Courtesy of the artist
Courtesy of the artist
It's tempting to mythologize Buffy Sainte-Marie — to call her a folk-music mother of dragons, or at least a shaman calling up lost spirits in her music. It's easy, after all, to exoticize individualistic women, especially women of color; doing so can even feel like offering a compliment. But on Power In The Blood, her first studio album since 2008, the 74-year-old firebrand defies categorization, as she has throughout a half-century of recording. Those who know her mostly by reputation as a standout of the early-'60s folk revival will be delighted to discover an artist who's more Bjork than Baez, more Kate Bush than Laurel Canyon. Sainte-Marie is a risk-taker, always chasing new sounds, and a plain talker when it comes to love and politics. She believes in magic — but the practical kind, nurtured through centuries of rituals and shaped into songs meant to wake up the world.
Power In The Blood serves as an introduction to Sainte-Marie's extensive catalog and a powerful statement in its own right. Recorded in Toronto with three of Canada's top producers — Michael Wojewoda, Chris Burkett and Jon Levine, all known for pop hits as well as more esoteric material — the album features adventurous reworkings of classic Sainte-Marie songs alongside two surprising covers and new material. Still a fiery singer with a touch that can be as strong as a street protester's or as playful as a rock 'n' roller's, Sainte-Marie gives her collaborators room to play with samples, beats and arrangements that range from classic rock to delicate electronic music, all the while keeping her attention-grabbing, yarn-spinning voice at the center.
The first notes of Sainte-Marie's new version of her signature song, "It's My Way," which features acoustic guitar lines blended with striking synthesizer sounds, remind listeners that this woman so versed in folkways has long experimented with electronics, too. The title track, originally by English folktronica band Alabama 3, loops in elements of the original as Sainte-Marie claims it with a fierce, Dylan-esque vocal. A Cree chant, sampled from a traditional drum group, repurposes the reggae beat of UB40's anti-apartheid "Sing A New Song," turning it into a cry of the heart from all colonized peoples. Two songs from Sainte-Marie's long "blacklist" period, when her activism led to a near-silencing of her work on American radio, stick fairly closely to the originals, with the singer conjuring the spirit of one too long repressed.
The new works, however, are Power In The Blood's biggest treat. The countrified love song "Farm In The Middle Of Nowhere" and the sensual lullaby "Ke Sakihitin Awasis" exude sexiness that doesn't need to be limited by the label "mature." "Uranium War" extends the story Sainte-Marie began telling in her 1996 broadside "Bury My Heart At Wounded Knee," demonstrating that such jeremiads are still relevant. The delicate "Orion" transforms music by the late composer Jack Nitzsche into a dreamy elegy. And "Carry On" is an anthem that, in its classic joyfulness, suits these troubled times.
Too often, elders like Sainte-Marie are venerated without actually earning a serious listen from people not of their generation. But this woman's spirit isn't sitting down yet. Her voice remains relevant, full of spit and vinegar and fun. It could even renew the spirit of some whose blood has grown weak.

**Data section**

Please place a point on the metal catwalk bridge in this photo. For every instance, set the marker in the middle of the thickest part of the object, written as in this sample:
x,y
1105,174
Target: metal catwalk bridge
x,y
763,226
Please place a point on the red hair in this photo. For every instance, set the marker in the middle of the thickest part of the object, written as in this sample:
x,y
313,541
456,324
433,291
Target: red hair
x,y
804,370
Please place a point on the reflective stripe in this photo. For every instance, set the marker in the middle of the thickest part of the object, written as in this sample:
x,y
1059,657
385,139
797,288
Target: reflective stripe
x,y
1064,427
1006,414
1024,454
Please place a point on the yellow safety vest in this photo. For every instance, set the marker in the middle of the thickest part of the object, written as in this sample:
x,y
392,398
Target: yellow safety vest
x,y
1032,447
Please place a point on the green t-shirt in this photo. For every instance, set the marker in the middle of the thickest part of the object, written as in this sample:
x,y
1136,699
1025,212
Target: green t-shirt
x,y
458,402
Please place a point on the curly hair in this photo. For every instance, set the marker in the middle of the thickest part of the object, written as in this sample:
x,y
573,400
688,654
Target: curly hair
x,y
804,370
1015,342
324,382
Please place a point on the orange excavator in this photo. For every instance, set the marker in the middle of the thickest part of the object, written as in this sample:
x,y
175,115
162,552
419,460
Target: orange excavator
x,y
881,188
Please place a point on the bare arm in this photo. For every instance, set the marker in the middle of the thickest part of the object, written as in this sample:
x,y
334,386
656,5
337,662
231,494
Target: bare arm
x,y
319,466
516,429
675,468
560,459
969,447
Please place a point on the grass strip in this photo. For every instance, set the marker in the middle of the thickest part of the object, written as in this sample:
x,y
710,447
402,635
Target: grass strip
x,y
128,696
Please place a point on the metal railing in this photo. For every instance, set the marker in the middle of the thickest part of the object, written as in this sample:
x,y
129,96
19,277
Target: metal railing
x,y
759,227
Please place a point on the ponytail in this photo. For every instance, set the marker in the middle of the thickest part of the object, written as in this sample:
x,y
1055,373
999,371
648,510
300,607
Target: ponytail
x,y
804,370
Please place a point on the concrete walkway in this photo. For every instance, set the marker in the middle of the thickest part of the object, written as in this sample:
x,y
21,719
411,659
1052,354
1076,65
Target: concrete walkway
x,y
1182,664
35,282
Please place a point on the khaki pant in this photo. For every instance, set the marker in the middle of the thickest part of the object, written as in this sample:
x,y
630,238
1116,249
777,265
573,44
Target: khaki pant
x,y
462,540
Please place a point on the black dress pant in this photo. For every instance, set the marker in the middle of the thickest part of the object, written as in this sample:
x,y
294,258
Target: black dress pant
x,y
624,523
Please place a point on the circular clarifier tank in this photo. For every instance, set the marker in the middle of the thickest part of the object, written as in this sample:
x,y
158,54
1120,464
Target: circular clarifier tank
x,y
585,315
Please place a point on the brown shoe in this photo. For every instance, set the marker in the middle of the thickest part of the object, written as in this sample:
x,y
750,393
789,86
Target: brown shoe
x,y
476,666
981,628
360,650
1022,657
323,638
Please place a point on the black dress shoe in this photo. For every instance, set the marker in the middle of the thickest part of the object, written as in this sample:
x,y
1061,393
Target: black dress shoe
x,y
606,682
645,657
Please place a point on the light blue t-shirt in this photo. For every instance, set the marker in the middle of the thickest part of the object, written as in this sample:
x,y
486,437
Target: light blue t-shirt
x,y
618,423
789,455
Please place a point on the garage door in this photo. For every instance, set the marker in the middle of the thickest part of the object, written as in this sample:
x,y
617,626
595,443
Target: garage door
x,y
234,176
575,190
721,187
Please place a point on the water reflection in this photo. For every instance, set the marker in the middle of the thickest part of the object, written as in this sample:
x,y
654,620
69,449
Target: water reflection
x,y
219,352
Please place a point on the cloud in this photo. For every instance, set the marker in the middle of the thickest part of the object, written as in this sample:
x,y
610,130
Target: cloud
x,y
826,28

* * *

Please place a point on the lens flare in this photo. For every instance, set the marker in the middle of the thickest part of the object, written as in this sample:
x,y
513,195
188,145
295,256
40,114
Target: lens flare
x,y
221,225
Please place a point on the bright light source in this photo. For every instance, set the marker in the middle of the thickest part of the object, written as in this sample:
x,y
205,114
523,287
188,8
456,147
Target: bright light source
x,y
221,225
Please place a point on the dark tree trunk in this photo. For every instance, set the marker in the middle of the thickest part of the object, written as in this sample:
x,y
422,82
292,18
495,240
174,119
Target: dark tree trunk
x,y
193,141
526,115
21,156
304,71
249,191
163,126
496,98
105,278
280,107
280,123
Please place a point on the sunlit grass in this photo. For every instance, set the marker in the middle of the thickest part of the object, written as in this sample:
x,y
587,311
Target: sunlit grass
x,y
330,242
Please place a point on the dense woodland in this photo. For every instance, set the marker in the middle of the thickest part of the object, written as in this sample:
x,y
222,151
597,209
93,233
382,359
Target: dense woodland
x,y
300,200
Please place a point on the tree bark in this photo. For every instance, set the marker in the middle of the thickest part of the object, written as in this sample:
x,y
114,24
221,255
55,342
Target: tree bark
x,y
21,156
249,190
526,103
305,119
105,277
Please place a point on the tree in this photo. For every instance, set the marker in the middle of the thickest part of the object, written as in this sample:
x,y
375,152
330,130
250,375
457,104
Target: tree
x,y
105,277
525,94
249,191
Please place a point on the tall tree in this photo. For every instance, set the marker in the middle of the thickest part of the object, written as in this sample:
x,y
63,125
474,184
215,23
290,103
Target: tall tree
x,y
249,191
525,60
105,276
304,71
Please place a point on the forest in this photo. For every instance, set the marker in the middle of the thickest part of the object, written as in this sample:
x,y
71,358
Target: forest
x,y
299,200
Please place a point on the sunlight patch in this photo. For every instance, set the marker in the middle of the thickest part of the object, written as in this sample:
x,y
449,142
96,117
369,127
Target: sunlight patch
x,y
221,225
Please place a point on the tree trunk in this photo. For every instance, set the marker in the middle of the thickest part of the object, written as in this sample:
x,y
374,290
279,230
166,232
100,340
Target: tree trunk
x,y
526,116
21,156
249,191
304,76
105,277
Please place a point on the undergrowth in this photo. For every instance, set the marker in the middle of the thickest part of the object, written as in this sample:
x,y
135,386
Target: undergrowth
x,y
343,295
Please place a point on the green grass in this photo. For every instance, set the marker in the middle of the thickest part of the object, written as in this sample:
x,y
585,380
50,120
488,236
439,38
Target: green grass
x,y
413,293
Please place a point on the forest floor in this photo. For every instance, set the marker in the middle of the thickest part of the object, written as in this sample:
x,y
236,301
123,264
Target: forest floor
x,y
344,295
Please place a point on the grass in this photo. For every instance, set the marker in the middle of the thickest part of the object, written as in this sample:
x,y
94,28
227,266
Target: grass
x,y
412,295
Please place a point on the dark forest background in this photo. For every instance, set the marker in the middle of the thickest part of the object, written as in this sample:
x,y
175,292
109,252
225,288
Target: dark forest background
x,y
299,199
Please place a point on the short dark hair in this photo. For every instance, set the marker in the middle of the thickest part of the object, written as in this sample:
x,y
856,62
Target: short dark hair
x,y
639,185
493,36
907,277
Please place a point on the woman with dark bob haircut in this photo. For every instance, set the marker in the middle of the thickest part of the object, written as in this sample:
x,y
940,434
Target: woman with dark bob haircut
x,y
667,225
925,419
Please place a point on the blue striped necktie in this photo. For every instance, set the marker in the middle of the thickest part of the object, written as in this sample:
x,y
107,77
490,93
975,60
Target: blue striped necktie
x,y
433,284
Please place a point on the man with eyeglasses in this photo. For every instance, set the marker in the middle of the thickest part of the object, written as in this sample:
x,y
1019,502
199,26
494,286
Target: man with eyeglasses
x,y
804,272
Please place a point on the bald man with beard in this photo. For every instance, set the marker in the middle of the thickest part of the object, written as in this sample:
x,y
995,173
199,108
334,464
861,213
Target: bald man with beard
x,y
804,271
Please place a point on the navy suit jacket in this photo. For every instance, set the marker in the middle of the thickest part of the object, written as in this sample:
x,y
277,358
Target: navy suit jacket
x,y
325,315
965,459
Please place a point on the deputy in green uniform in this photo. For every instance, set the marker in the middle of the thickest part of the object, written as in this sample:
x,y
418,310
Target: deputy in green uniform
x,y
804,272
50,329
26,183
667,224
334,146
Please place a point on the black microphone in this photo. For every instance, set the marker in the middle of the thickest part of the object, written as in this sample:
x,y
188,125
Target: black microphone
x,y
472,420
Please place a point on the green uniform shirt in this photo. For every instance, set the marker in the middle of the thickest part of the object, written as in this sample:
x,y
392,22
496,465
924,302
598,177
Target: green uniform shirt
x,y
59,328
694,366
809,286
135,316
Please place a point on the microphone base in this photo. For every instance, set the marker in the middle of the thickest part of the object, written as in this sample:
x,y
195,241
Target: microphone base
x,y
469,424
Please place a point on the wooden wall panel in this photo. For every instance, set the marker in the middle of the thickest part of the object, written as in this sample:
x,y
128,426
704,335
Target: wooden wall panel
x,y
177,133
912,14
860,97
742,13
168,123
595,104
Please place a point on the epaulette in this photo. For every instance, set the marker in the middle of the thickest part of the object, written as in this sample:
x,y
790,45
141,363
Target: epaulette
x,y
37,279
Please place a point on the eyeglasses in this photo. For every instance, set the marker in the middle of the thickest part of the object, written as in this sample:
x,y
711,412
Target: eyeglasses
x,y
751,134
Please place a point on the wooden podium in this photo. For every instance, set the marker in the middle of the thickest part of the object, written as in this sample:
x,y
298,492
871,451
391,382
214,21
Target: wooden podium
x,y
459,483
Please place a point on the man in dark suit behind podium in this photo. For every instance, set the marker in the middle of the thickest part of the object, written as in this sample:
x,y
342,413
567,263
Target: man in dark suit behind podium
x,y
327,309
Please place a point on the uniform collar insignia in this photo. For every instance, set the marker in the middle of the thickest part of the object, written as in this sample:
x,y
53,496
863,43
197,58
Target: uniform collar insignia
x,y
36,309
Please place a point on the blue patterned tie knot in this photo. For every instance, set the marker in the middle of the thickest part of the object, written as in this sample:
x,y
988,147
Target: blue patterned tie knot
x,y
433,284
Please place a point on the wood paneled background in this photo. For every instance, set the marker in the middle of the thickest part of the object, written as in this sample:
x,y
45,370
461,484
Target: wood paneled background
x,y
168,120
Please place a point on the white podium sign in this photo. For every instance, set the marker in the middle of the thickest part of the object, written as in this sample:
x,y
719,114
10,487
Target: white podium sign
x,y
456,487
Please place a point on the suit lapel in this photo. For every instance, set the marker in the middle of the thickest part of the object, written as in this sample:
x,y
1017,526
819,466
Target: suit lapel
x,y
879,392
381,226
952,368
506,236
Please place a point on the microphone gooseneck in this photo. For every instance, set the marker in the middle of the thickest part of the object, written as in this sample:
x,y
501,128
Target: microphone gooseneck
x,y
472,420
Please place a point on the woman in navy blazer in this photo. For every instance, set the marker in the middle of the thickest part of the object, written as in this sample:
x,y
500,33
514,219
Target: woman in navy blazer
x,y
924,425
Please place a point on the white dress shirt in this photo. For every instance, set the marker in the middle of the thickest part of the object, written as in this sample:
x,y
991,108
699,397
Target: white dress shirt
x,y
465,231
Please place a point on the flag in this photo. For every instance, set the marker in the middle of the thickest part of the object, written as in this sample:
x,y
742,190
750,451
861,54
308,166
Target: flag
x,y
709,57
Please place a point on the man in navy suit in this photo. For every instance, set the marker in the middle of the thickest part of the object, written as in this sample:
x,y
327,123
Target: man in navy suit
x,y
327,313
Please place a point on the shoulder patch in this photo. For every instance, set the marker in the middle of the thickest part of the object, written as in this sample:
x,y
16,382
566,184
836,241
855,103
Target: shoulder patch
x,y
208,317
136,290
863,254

* * *

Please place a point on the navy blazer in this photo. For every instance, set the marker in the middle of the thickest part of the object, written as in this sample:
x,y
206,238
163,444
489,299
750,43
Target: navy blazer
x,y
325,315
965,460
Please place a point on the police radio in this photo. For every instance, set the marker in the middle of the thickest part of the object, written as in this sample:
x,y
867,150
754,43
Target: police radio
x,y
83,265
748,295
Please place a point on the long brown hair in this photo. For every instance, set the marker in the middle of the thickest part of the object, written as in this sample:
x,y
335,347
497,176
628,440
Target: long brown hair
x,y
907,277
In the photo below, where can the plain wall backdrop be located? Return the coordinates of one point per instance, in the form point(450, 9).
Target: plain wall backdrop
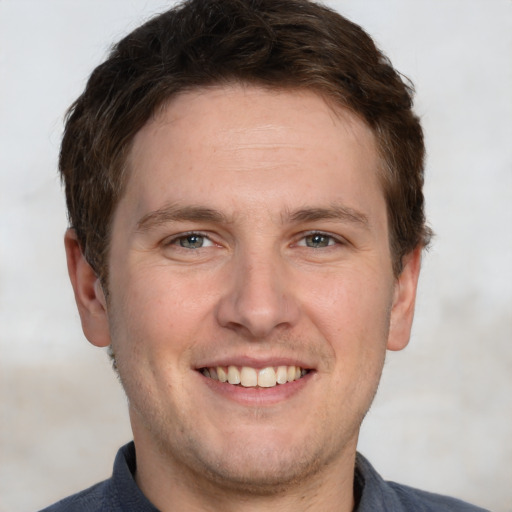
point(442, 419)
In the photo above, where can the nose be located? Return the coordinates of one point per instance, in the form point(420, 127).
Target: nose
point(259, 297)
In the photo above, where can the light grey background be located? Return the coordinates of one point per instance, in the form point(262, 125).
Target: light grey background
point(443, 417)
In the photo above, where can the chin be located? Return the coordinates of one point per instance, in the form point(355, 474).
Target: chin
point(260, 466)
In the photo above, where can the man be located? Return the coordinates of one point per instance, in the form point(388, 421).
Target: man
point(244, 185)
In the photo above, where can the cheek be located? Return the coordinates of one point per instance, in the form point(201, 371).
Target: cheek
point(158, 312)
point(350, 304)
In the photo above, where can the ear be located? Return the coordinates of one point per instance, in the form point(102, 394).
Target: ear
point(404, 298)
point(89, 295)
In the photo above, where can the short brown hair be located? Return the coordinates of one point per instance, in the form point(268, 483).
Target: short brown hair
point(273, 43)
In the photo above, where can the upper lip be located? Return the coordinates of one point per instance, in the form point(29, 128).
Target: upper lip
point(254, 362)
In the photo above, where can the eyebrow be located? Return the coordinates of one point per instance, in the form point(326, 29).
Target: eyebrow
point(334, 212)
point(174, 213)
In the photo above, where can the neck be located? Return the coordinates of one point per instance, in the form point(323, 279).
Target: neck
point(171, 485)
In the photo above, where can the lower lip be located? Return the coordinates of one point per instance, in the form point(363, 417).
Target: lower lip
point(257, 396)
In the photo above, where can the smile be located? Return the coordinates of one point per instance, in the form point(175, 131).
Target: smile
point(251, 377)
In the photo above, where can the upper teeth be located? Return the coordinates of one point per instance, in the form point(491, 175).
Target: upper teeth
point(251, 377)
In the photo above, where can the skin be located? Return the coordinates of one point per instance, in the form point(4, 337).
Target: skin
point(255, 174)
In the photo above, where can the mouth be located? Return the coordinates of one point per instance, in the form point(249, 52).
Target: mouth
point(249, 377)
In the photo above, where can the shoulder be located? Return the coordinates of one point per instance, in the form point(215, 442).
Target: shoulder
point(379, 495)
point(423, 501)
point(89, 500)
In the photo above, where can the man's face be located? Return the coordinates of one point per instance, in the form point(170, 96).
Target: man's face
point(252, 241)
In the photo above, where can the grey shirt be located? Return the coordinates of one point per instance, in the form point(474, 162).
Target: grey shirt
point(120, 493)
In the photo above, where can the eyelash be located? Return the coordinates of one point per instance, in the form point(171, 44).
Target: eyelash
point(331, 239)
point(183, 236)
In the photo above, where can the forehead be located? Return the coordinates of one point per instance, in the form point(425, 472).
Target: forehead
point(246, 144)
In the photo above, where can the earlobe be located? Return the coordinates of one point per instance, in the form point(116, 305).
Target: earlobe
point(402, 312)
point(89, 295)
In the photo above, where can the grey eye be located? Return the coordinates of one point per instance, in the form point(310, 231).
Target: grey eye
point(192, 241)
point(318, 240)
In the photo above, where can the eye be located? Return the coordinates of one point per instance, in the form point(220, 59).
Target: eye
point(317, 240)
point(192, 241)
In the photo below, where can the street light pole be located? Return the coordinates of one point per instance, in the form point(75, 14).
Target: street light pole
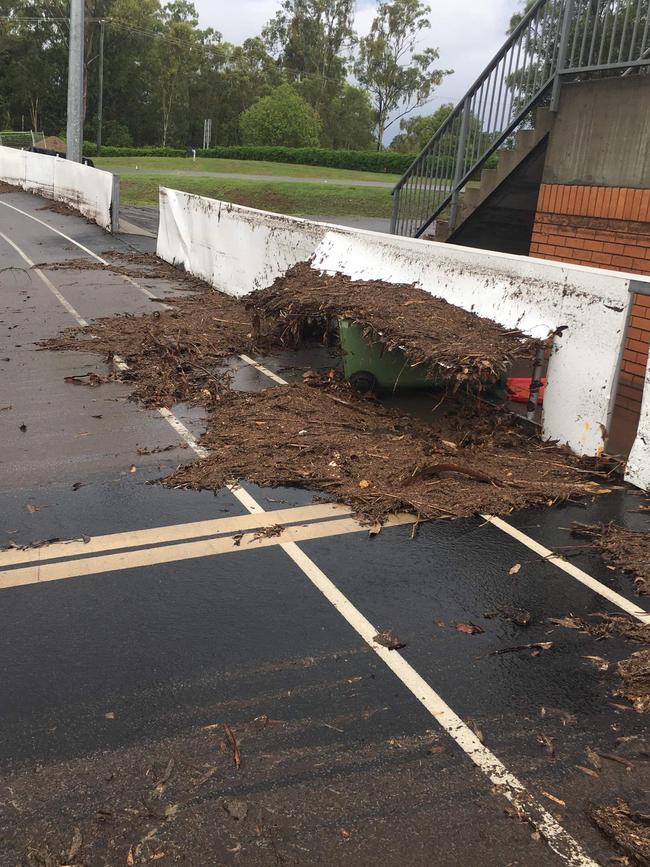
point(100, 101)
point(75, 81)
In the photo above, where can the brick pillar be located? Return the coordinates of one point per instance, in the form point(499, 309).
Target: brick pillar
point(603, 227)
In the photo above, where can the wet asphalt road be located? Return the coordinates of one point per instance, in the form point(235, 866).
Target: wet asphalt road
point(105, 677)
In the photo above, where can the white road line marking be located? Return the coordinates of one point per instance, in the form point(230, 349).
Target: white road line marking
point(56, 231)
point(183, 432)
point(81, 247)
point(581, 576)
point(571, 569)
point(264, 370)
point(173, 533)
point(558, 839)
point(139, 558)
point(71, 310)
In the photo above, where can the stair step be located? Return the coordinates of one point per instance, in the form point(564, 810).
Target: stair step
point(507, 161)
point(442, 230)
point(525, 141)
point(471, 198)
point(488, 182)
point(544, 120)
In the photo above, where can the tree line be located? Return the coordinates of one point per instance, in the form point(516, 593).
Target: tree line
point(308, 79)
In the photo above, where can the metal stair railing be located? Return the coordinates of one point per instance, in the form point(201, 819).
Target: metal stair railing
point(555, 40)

**What to do**
From the album review, list every song title given in the paragraph beginning "The new works, however," for the new material on Power In The Blood, leaving out the earlier song it mentions for comparison.

**Answer area**
"Farm In The Middle Of Nowhere"
"Ke Sakihitin Awasis"
"Uranium War"
"Orion"
"Carry On"